## EXERCISE
Your response should consist of the data that follows, repeated in full without alteration.

Collected data
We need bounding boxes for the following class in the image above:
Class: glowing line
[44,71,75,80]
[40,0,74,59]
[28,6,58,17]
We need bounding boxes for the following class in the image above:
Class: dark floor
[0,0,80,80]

## RESULT OF THIS EXERCISE
We need bounding boxes for the following class in the image above:
Class: glowing line
[44,71,75,80]
[40,0,74,59]
[28,6,58,17]
We need bounding boxes for the following class in the image above:
Class: dark floor
[0,0,80,80]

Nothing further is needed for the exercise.